## What you will do
All of the data that follows is to be printed exactly, without pictures.

=== Begin Enclosure ===

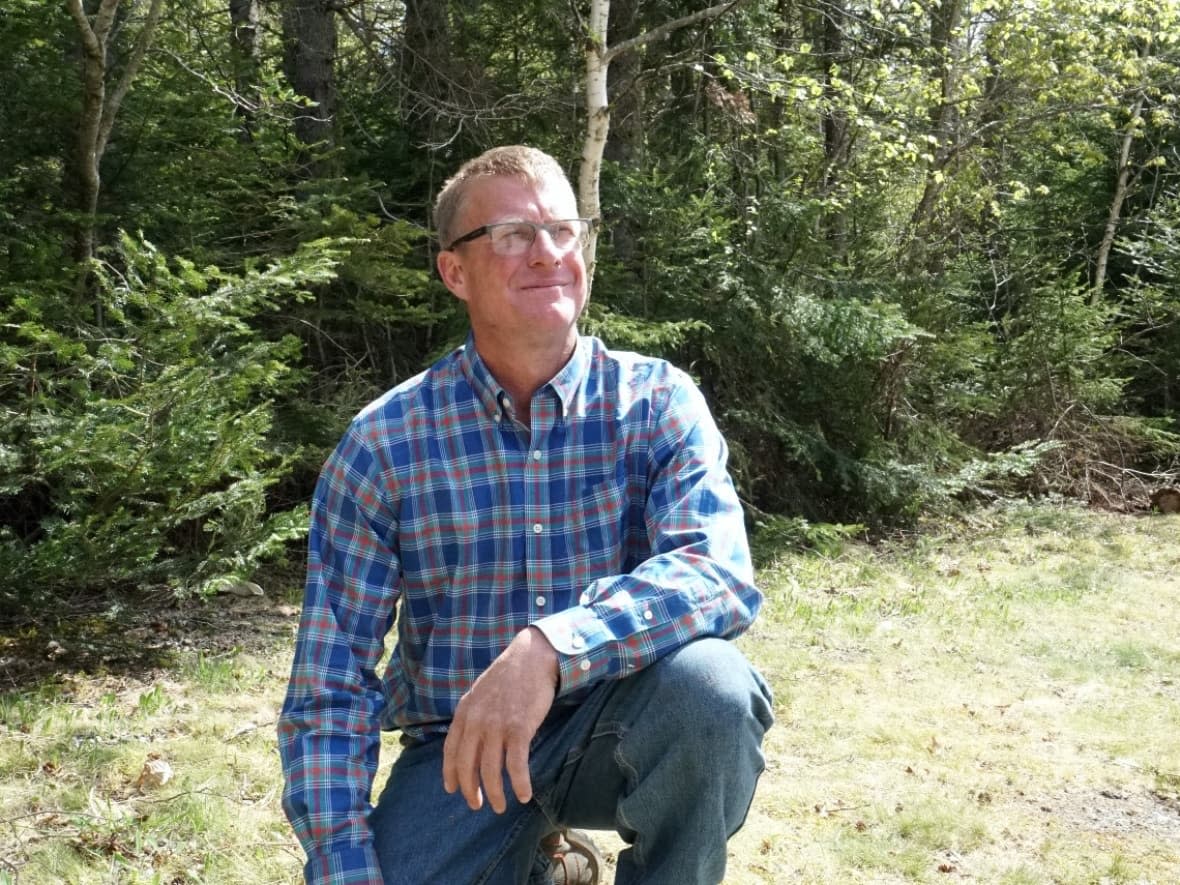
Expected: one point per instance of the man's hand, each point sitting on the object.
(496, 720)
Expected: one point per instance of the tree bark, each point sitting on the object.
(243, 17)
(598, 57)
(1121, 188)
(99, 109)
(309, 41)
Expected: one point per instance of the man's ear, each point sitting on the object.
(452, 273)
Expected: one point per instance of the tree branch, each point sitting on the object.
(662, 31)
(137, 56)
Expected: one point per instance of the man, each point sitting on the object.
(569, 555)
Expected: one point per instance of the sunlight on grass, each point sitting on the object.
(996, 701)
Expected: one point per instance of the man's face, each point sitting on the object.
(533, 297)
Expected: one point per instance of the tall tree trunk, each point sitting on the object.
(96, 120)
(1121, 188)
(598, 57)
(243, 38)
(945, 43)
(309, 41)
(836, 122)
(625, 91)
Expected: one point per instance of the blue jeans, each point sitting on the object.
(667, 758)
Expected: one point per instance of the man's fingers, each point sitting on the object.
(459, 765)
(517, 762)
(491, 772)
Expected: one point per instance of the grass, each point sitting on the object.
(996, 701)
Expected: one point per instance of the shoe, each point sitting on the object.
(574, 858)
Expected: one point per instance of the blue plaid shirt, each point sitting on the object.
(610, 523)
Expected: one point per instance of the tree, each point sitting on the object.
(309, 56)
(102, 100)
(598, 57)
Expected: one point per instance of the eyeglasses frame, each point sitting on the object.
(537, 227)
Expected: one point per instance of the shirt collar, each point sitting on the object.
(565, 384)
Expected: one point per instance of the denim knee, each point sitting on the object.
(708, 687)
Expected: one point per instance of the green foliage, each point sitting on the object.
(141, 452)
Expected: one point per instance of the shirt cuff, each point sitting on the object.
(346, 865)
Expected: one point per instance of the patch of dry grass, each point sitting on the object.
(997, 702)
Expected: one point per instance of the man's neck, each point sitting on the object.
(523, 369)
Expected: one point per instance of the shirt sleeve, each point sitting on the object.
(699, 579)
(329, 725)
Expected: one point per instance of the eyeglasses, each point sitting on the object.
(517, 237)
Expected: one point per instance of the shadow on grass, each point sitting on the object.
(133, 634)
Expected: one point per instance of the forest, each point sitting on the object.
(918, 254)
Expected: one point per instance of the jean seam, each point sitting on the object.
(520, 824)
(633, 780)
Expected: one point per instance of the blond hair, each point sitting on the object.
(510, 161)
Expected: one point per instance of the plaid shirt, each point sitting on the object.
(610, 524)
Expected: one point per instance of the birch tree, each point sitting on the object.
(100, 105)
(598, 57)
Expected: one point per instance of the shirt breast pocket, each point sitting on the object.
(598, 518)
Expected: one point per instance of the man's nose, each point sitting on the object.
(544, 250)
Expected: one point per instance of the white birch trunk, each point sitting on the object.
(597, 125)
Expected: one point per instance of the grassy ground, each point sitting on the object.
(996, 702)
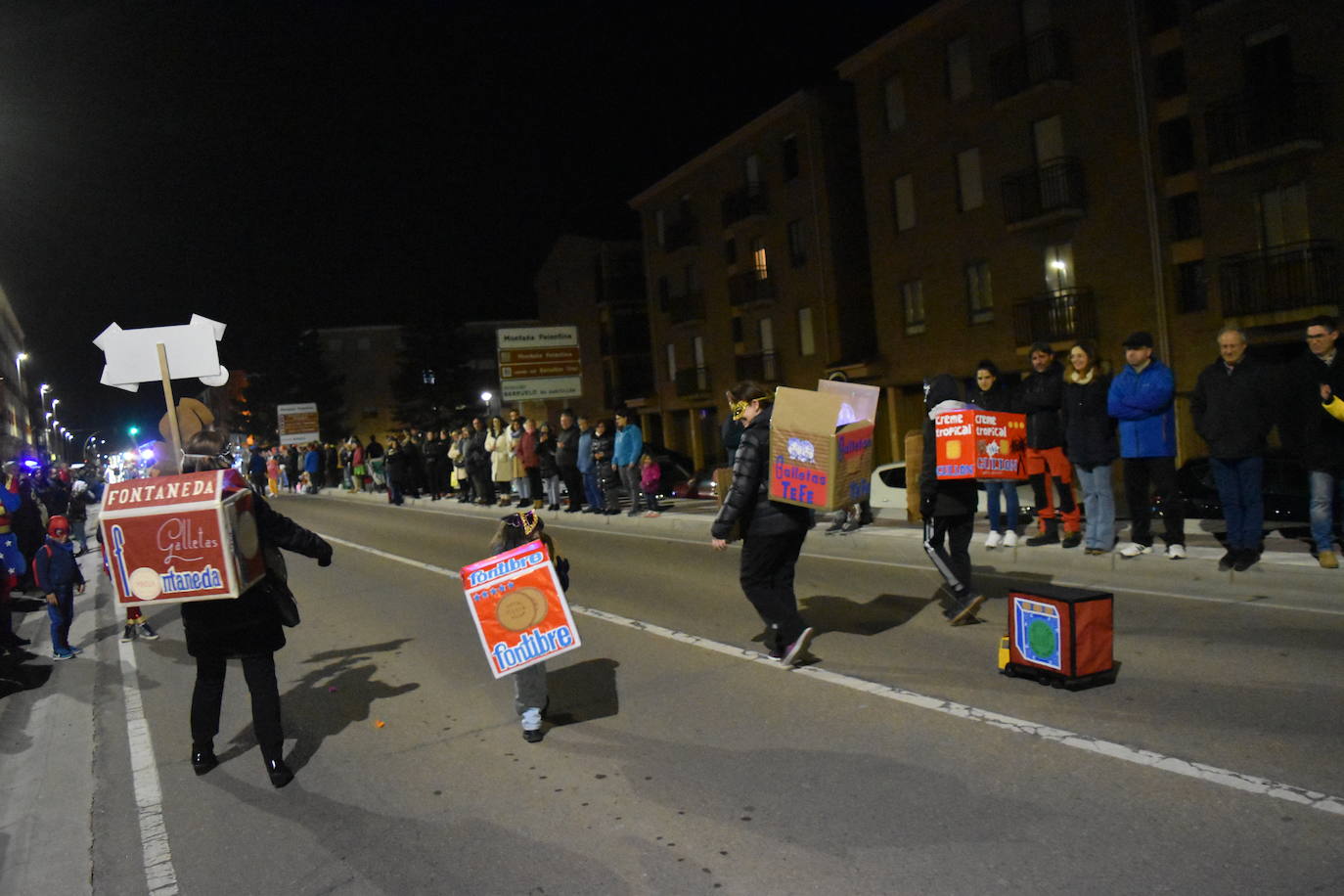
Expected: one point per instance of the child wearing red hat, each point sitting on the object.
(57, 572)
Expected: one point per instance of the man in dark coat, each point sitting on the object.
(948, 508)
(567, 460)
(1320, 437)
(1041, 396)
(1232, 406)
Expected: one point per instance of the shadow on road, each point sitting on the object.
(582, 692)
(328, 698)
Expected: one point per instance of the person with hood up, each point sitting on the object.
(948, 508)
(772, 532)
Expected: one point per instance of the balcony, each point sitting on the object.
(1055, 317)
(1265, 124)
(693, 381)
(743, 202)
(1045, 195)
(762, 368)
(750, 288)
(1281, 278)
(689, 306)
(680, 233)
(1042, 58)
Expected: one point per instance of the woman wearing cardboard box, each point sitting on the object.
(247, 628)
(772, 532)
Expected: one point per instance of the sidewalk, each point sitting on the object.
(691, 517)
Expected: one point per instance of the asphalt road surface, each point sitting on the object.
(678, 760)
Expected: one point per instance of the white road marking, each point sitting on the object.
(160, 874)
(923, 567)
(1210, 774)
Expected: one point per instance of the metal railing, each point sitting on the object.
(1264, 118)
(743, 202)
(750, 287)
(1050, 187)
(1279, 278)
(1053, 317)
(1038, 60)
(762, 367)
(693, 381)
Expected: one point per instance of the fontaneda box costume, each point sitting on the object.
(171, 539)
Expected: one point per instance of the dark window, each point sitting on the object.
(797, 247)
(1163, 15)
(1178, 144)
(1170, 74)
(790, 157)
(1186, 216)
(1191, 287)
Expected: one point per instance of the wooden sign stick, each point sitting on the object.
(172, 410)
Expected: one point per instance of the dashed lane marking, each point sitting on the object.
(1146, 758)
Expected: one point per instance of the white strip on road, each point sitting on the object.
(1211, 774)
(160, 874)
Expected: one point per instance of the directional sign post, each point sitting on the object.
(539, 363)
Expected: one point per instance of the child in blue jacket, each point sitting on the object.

=== End Enclosure ===

## Task response
Expected: one point per instance of the man's hand, each point sitting on the object.
(496, 720)
Expected: one point per instance of the tree bark, each point sitting on the object.
(243, 17)
(598, 57)
(1121, 188)
(99, 109)
(309, 41)
Expected: one point per instance of the man's ear, each point sitting on the object.
(452, 273)
Expected: one point per instance of the tree branch, each point sitting on the object.
(662, 31)
(137, 56)
Expected: one point per instance of the man, each point sitting on the object.
(569, 555)
Expected: one point per instance of the sunlight on grass, each point sitting on the object.
(996, 701)
Expected: one point per instance of the man's face, each point sitting on the object.
(533, 297)
Expected: one point per instance of the tall tree trunk, each point sitting on the object.
(96, 120)
(1121, 188)
(598, 57)
(243, 38)
(945, 43)
(309, 41)
(836, 122)
(625, 91)
Expected: one point per instance of the blue jeans, each point sitting on the object.
(667, 758)
Expected: one point per instance of the man's fingers, each point sitting on the object.
(459, 765)
(517, 762)
(491, 772)
Expected: one point per instance of the grass, each point sitting on the object.
(996, 701)
Expected: one point per instance of the shoe, each point sitting on the object.
(574, 858)
Expected: one point per instance of the blue plaid shirt, each point sitting on the object.
(610, 523)
Expected: one point per instance of the tree, each point sitting on the object.
(309, 56)
(102, 100)
(598, 57)
Expected: one point per instance of the eyeglasses frame, each point sitting on the object.
(537, 227)
Expected: one point per instance of the shirt collar, each point sitting on the object.
(565, 384)
Expected: one point per instance of the denim knee, each point sitting on the object.
(708, 687)
Expected: one point per instance of the green foliage, each point sitting on the object.
(141, 452)
Expected: one point per instance of the shirt cuff, each point sitting on the object.
(346, 865)
Expected: one point per instance of the patch of dry grass, each point sitting on the object.
(997, 702)
Expected: one point per instance of the man's neck, each point sitting on the object.
(523, 369)
Expected: one point per instance of the shirt sleeve, each point sitting on the object.
(699, 579)
(329, 725)
Expected: one point per instance of the eyeglasses, each point sitting on the object.
(517, 237)
Expected: one point per instance of the shadow on grass, each point sitting on the object.
(133, 634)
Expected: one point per instance of the forest, each point sitting on the object.
(918, 254)
Expected: one point per instance of the jean seam, each point sitting on the object.
(520, 824)
(633, 780)
Expected: one point per instance of the blond hair, each point sitting on the object.
(510, 161)
Expected: one point per instance of the plaid shirt, each point sitting on the object.
(610, 524)
Expected: one point per instance of the birch tree, each point sitting on the object.
(100, 105)
(598, 57)
Expected: one point per instance of the shirt breast pocket, each point sitting on the object.
(598, 518)
Expected: one point per instance of the man's nose, each point sitting on the object.
(544, 250)
Expected: one point per instance of the white birch trunk, each point sitting on the object.
(597, 125)
Expected: one point per instance of the grassy ground, each point sitting on the object.
(996, 702)
Expected: one point per instance of the child wearing red hat, each point sitting on the object.
(57, 572)
Expected: one point per instance of the man in dark coat, each point sitting on the object.
(948, 508)
(567, 460)
(1320, 437)
(1041, 396)
(1232, 406)
Expected: one point per instance of the shadow on road, each point sitting on the object.
(582, 692)
(328, 698)
Expected: one point per instance of the person with hood up, each point sitting on the object.
(948, 508)
(772, 532)
Expected: one point per instance of the balcony, each point sitting on the object.
(1055, 317)
(1265, 124)
(693, 381)
(743, 202)
(1045, 195)
(762, 368)
(750, 288)
(1281, 278)
(689, 306)
(680, 233)
(1042, 58)
Expected: one point per instance of the woman wearing cardboard box, each point sitting on the object.
(247, 628)
(772, 532)
Expected: one point per instance of the sidewalk, each point sitting on the object.
(691, 517)
Expected: one point per instance of the asphalt road surface, each point sitting on the object.
(678, 760)
Expected: one point per instance of the white road marking, each point sitting on the object.
(160, 874)
(923, 567)
(1210, 774)
Expected: one point per instance of the metal railing, each point sitting on the object.
(1264, 118)
(743, 202)
(750, 287)
(1050, 187)
(1279, 278)
(1053, 317)
(1038, 60)
(762, 367)
(693, 381)
Expected: one point per instance of the fontaneda box costume, each point sitting on the object.
(171, 539)
Expected: one point per instance of the dark window, each point sitting on the object.
(797, 247)
(1163, 15)
(1178, 144)
(1170, 74)
(790, 157)
(1186, 216)
(1191, 287)
Expected: one point per instance of the wooden sign stick, each point sitting on the object.
(172, 410)
Expected: one point per instance of the dashed lane marking, each point sitting on the object.
(1146, 758)
Expected: one point per instance of the white strip on road, each point sitting on the object.
(1211, 774)
(160, 874)
Expected: one point per instance of the directional sign post, each point sitting on the object.
(539, 363)
Expected: one point per instance of the child in blue jacket, each point sitting on the object.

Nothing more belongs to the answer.